China National Tourism Administration
- National Emblem

Agency overview
- Formed: 1982; 44 years ago
- Dissolved: March 19, 2018
- Superseding agency: Ministry of Culture and Tourism;
- Type: National
- Jurisdiction: China
- Headquarters: Beijing
- Agency executive: Li Jinzao (李金早), Chairman;
- Parent agency: State Council
- Website: cnta.gov.cn (archived)

= China National Tourism Administration =

Former government agency in China

The China National Tourism Administration (CNTA) was a Chinese government authority responsible for the development of tourism affairs and was subordinate to the State Council. Its headquarters were in Beijing.

== History ==
The predecessor was the China Travel and Tourism Enterprise Administration (later renamed the China Travel and Tourism Administration) established in 1964. It was once an agency directly under the State Council in charge of tourism. The CNTA was dissolved on March 19, 2018, as part of the deepening the reform of the Party and state institutions; the duties are merged to the Ministry of Culture and Tourism.

== Functions ==
CNTA did not have the authority of a full department within the Chinese government to enforce regulations, but in other respects acted as a ministry. Provincial CNTA offices in each Chinese province reported to the central office in Beijing. CNTA had eighteen overseas offices called CNTO (China National Tourism Offices) charged with promoting tourism to China.

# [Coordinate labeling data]

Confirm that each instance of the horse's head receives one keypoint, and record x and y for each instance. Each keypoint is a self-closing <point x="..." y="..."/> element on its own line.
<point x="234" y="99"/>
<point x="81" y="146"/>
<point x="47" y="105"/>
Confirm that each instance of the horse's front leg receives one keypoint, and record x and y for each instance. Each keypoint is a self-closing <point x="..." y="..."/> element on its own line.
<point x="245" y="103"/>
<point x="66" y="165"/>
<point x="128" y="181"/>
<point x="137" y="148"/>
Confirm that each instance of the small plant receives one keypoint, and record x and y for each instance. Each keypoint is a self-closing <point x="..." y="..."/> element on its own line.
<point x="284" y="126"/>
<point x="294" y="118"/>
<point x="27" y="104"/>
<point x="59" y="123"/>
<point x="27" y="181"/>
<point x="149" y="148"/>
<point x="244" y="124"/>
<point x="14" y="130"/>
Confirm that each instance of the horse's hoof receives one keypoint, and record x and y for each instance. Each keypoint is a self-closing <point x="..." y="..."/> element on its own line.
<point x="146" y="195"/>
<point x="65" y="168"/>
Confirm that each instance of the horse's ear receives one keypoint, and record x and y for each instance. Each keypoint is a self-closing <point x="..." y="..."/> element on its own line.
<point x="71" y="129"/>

# [Tasks]
**1.** Reproduce verbatim everything in the CNTA article from "The China National" down to "Culture and Tourism.".
**2.** According to the CNTA article, how many overseas offices did the agency have?

# [Problem solutions]
**1.**
The China National Tourism Administration (CNTA) was a Chinese government authority responsible for the development of tourism affairs and was subordinate to the State Council. Its headquarters were in Beijing.

== History ==
The predecessor was the China Travel and Tourism Enterprise Administration (later renamed the China Travel and Tourism Administration) established in 1964. It was once an agency directly under the State Council in charge of tourism. The CNTA was dissolved on March 19, 2018, as part of the deepening the reform of the Party and state institutions; the duties are merged to the Ministry of Culture and Tourism.

**2.** Eighteen